Document text:
*****

Fitzek developed a kingdom, based on a mixture of Germanic new medicine and esoteric political theories. According to its founding certificate, the Kingdom of Germany (KRD) group was founded in September 2012 in Lutherstadt Wittenberg, Saxony-Anhalt. He promotes the KRD by proclaiming that companies within KRD are tax and declaration-free. In 2023, there were a number of illegal companies nationwide that call themselves “Company in the KRD”. The claim is misleading because joining the KRD does not exempt from paying taxes to the Federal Republic of Germany.

Kingdom of Germany (Königreich Deutschland, KRD) claims to have about 5,000 members and its own currency, a bank, and social security. KRD consists of several properties around the city of Wittenberg, southwest of Berlin. There the Kingdom opened their headquarters “Wittenberg Light Center” on the site of a former meat canning factory. There KRD holds various esoteric day and weekend seminars. The content of the seminar “CANCER in the light of the latest findings” includes, among other things, the ideas of the Germanic New Medicine of the cancer miracle healer Ryke Geerd Hamer.

At the beginning of 2022, the KRD was able to acquire two properties in Saxony. The group intends to build self-sufficient structures there and create a self-governing “national territory”.

KRD representative offices were forcibly closed. KRD's illegal health insurance company GemeinwohlKasse was closed by BaFin in February 2023. Fitzek continued the unauthorized business despite administrative enforcement measures.

*****

Available data:

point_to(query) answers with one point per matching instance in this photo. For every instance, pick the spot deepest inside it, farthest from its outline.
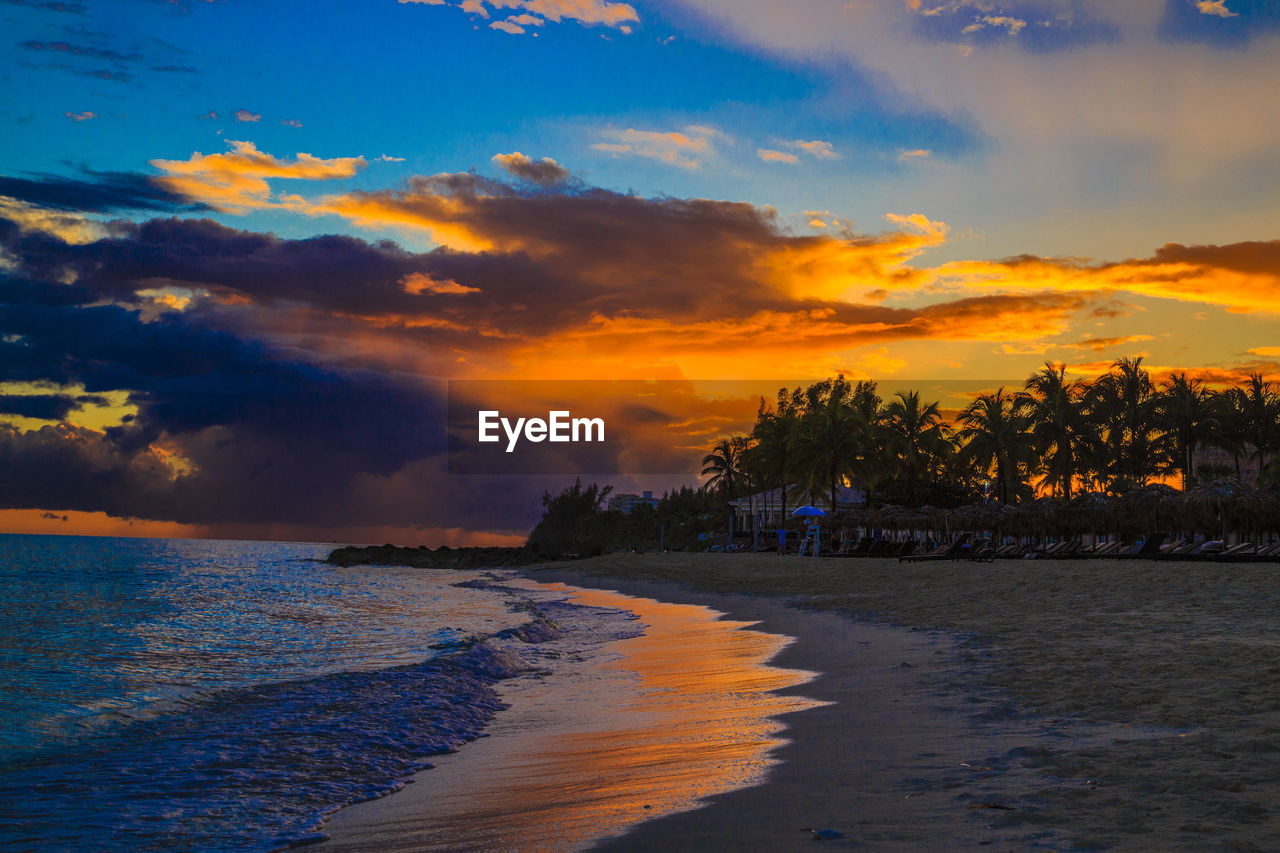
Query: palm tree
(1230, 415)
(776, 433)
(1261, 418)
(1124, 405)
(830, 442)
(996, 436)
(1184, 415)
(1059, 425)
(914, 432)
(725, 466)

*****

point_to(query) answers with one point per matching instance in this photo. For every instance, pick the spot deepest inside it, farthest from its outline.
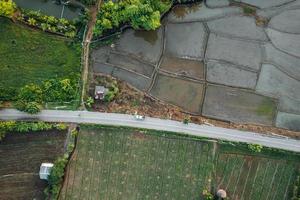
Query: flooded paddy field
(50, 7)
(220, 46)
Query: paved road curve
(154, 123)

*****

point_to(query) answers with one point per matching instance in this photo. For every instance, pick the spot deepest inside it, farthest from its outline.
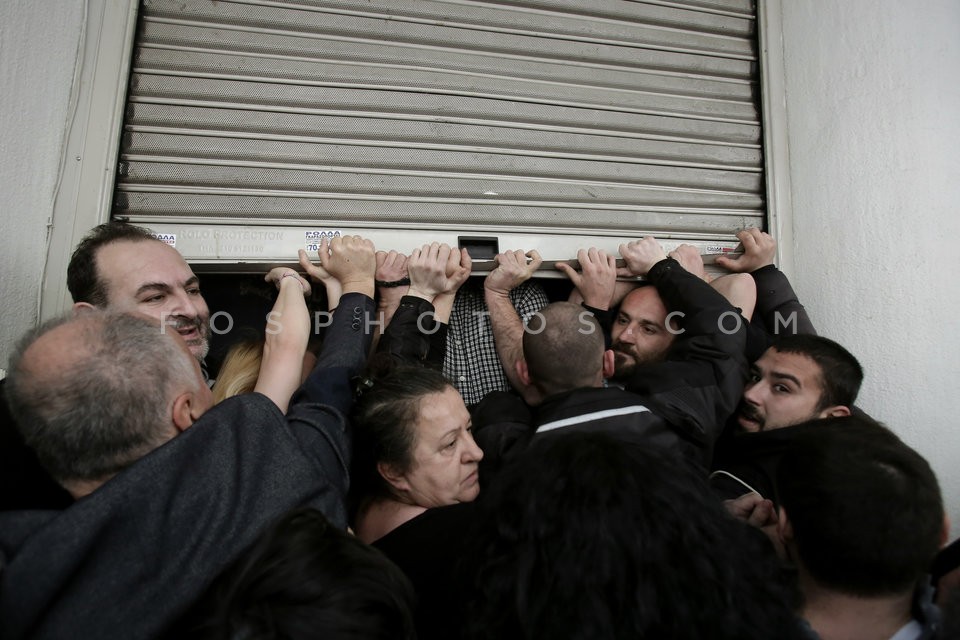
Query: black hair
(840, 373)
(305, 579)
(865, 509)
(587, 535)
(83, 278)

*****

Prompt:
Please write out the Kingdom of Germany text word for word, between "KRD representative offices" and "administrative enforcement measures.", inclusive.

Task answer:
KRD representative offices were forcibly closed. KRD's illegal health insurance company GemeinwohlKasse was closed by BaFin in February 2023. Fitzek continued the unauthorized business despite administrative enforcement measures.